▶ **ASSIGNED TASK**
Beginning with the line where "Practice step: pick out every instance of the boy's left" appears, restate the lines word for word through the last one in the listing.

▶ **SUPPLIED DATA**

* * * * * * * * *

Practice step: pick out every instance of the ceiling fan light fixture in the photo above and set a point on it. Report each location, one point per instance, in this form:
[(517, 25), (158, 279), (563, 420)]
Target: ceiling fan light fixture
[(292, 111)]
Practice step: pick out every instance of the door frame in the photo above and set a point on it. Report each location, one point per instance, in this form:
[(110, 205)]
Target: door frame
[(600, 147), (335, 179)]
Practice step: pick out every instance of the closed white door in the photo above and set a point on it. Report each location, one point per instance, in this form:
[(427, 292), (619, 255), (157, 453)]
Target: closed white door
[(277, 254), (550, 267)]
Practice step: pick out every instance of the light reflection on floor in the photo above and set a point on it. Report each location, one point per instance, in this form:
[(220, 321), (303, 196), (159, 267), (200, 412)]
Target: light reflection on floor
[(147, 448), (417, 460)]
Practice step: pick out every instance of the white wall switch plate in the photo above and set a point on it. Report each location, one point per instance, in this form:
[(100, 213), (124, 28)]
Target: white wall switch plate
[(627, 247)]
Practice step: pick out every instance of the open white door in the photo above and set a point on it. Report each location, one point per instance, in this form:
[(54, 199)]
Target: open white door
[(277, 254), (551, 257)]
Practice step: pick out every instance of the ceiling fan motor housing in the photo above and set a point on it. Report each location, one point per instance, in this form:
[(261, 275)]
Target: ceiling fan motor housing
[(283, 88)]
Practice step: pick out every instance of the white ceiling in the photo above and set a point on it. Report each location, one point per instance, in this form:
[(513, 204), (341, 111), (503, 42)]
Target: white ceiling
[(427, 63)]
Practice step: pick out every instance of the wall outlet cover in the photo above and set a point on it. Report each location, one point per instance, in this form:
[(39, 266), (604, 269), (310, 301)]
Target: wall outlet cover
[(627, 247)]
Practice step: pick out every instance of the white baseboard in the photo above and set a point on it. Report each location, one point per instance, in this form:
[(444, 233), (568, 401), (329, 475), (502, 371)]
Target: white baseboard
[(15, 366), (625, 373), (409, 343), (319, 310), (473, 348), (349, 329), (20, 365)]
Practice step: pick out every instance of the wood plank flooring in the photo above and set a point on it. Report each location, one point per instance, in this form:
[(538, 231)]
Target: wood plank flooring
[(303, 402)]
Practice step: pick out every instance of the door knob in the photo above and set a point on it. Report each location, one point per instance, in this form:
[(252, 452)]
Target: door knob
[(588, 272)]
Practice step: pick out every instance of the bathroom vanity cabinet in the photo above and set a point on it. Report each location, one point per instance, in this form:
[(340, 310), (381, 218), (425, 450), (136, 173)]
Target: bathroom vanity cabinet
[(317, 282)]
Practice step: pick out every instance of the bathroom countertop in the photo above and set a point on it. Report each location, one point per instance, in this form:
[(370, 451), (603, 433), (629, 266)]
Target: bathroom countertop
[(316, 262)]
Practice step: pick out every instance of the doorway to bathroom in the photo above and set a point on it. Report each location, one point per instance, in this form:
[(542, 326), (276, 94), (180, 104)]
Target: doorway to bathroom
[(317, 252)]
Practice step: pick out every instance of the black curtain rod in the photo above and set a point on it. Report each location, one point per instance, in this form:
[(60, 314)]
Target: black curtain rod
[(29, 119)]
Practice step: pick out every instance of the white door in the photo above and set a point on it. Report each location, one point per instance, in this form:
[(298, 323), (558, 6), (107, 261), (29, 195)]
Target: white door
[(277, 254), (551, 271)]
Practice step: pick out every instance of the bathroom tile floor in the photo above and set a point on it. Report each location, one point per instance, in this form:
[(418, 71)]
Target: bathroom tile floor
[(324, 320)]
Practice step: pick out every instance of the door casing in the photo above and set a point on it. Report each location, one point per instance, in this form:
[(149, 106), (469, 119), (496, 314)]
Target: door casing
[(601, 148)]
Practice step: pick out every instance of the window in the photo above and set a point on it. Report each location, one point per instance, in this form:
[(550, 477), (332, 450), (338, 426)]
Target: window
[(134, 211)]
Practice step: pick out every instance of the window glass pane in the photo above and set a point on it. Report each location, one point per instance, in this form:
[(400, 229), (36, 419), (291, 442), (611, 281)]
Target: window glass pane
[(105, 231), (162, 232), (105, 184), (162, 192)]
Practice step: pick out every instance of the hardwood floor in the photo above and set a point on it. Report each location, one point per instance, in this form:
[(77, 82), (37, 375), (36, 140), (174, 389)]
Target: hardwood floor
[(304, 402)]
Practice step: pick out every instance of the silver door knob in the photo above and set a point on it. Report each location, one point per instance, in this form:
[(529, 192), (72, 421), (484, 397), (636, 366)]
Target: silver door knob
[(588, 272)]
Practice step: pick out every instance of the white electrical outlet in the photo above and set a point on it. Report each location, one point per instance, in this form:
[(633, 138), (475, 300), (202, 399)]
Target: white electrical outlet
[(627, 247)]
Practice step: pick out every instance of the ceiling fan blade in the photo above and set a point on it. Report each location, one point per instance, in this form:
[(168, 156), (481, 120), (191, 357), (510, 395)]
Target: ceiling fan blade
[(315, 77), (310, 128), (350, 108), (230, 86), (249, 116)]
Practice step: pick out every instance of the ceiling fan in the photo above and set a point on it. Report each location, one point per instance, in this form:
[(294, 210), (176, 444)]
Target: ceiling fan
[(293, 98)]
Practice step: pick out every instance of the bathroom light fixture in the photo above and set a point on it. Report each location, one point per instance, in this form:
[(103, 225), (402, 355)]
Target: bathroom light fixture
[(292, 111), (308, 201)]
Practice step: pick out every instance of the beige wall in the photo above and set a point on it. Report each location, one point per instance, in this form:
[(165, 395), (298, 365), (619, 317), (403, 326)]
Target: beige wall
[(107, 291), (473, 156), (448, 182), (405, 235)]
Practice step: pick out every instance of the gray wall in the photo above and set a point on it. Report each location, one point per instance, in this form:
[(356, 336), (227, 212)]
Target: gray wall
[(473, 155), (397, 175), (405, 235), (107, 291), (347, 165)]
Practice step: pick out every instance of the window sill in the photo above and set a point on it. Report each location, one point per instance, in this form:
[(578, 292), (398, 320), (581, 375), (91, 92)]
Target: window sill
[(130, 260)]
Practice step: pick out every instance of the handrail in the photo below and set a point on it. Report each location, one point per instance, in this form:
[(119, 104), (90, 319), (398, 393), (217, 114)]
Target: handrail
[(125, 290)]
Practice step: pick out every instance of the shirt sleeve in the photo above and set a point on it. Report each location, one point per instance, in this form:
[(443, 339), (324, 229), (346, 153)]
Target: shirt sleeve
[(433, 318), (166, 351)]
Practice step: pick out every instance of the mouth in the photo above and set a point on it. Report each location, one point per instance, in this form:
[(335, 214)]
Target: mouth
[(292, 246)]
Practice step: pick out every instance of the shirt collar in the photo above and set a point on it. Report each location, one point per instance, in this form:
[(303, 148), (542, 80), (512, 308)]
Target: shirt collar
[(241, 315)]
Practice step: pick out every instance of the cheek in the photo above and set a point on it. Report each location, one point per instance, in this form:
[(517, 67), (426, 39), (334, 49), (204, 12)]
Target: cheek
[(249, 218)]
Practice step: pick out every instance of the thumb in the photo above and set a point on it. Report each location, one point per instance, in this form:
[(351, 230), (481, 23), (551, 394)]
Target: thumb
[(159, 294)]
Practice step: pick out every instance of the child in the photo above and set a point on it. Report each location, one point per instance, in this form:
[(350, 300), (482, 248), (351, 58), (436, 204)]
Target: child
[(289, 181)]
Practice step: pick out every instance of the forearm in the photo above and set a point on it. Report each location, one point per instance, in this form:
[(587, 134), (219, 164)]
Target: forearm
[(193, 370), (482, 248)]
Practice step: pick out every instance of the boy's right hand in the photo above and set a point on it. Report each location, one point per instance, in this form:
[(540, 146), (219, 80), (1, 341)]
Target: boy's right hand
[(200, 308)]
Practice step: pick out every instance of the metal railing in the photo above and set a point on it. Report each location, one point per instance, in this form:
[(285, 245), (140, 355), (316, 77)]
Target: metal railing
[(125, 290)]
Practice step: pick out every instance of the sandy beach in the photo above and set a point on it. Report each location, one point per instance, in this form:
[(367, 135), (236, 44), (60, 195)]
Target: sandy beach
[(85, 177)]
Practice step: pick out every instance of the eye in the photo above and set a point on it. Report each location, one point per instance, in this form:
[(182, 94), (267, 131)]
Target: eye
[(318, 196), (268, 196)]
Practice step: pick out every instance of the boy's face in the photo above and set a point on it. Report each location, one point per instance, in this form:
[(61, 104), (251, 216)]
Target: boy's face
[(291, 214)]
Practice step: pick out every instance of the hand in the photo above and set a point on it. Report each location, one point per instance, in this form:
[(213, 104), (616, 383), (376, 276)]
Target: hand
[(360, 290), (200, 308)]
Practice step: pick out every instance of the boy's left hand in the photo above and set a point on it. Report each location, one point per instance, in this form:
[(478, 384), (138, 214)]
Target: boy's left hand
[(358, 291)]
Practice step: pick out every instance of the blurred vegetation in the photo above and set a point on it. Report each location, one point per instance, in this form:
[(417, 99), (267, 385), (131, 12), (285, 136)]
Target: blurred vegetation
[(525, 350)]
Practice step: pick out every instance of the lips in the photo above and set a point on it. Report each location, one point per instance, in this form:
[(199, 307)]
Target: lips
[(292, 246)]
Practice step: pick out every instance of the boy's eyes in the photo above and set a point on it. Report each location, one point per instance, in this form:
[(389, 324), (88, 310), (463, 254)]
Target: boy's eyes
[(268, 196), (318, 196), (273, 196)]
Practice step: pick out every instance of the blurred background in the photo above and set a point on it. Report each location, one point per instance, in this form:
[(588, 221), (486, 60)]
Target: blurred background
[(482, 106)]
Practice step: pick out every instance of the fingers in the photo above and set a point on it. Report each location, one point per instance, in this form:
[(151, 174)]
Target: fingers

* * * * * * * * *

▶ **RESPONSE TO THIS EXERCISE**
Practice step: pick out every instance of the boy's left hand in the photo above and set a point on it. Report each location, one point per instance, in this form:
[(478, 384), (138, 214)]
Target: boy's left hand
[(358, 291)]
Practice step: pick out every instance of the blurred vegetation in the photo above and set a point on it. Report each location, one point per instance, in this form:
[(417, 99), (267, 385), (131, 12), (285, 136)]
Target: blurred vegetation
[(525, 350)]
Practice step: pick out every instance of the lips in the photo above and set a point on it. Report each location, one point per instance, in this form:
[(199, 307)]
Target: lips
[(292, 246)]
Practice step: pick out every instance of the boy's eyes in the photo above and set a point on it. Report each location, one point per instance, in this form:
[(389, 324), (88, 310), (463, 254)]
Target: boy's eyes
[(268, 196), (318, 196), (273, 196)]
Practice step: pick out every instance of the blurred background in the photo above and set a point on it. Report each location, one point per instance, in this form:
[(588, 221), (486, 60)]
Target: blurred background
[(482, 106)]
Practice step: pick out every instance of the fingers in the photo above and set a point on it. Report each location, one point per instance, in this form:
[(151, 174)]
Target: fingers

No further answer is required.